• [OBJECTIVE]
Please copy all the lines that follow, word for word.

[Records excerpted from a collection]
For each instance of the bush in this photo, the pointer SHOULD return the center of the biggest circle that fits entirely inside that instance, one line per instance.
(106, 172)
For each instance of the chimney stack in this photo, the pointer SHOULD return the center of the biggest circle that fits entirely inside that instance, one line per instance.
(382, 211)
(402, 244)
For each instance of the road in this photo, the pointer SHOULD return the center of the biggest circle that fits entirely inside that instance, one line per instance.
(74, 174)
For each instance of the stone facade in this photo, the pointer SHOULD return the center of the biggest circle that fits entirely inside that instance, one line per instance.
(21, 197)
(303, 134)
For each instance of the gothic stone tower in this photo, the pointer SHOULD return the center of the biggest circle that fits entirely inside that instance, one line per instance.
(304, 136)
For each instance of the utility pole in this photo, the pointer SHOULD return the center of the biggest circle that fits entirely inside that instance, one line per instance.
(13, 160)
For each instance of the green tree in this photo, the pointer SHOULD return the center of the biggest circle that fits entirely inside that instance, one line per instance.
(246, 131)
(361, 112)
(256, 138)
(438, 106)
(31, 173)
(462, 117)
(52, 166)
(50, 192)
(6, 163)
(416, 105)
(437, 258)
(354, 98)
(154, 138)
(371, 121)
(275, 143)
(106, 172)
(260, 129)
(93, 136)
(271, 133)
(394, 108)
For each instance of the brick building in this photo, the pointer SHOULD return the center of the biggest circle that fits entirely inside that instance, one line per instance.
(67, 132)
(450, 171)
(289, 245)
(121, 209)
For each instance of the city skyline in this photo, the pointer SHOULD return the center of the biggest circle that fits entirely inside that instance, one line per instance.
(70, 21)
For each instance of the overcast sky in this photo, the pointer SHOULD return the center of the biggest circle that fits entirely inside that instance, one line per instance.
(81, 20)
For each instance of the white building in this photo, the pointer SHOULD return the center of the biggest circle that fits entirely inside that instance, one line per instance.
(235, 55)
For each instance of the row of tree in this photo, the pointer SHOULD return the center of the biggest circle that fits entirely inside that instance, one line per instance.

• [ANSWER TO THIS TASK]
For each instance of the bush in this photo, the pointer SHOULD return the center of the biggest circle that fits entirely inside that instance, one line per instance.
(106, 172)
For each instance of the chimney stack in this photo, the pointer SHOULD return the center of the biggest circle that fits entirely inside that instance, one line per instance.
(382, 211)
(402, 244)
For each instance of the road in this photo, the pointer SHOULD return the center of the biggest circle that fits entirely inside that instance, one line per instance.
(74, 174)
For each instance of the stone facade in this photo, the pointer SHOULD return the center of the biggest circle that fits entirely inside that instance, one line per instance.
(21, 197)
(303, 134)
For each instance of the gothic stone tower in this photo, the pointer SHOULD return the center of the biggest circle that fits entirely inside that instance, one line per instance.
(304, 136)
For each instance of the utility pole in this photo, the pointer SHOULD return the center of the biggest circle that fits entirely inside that instance, one line per instance.
(13, 160)
For each instance of the green tree in this photo, the pointer SHOULD return the center of the biggest circle that fits entirely inside that instance, one line per instance.
(246, 131)
(361, 112)
(256, 138)
(438, 106)
(31, 173)
(462, 117)
(52, 166)
(50, 192)
(6, 163)
(416, 105)
(437, 258)
(354, 98)
(154, 138)
(371, 121)
(275, 143)
(106, 172)
(260, 129)
(93, 136)
(271, 133)
(394, 108)
For each instance of the brick building in this photo, the pointer SHOULD return the center of the biggest circle that fits entirely inside that instance, one line per instance.
(67, 132)
(450, 171)
(289, 245)
(121, 209)
For each instance of the city skyline in this photo, the pointer SHOULD return the center of the biggest circle that fits entirely inside that instance, one line per instance.
(70, 21)
For each instance of the overcast sky in this photo, the pointer SHOULD return the center of the biggest circle that fits entirely inside that instance, one line per instance.
(81, 20)
For each instance of the white building in this photo, the pointer SHOULD return the center of the biggest circle that fits entirely inside that instance, one line per instance.
(235, 55)
For each instance of the row of tree in this photo, the pointer SHOULD return the center of the biggest circle that fits entirely inside that instance, one line per instance.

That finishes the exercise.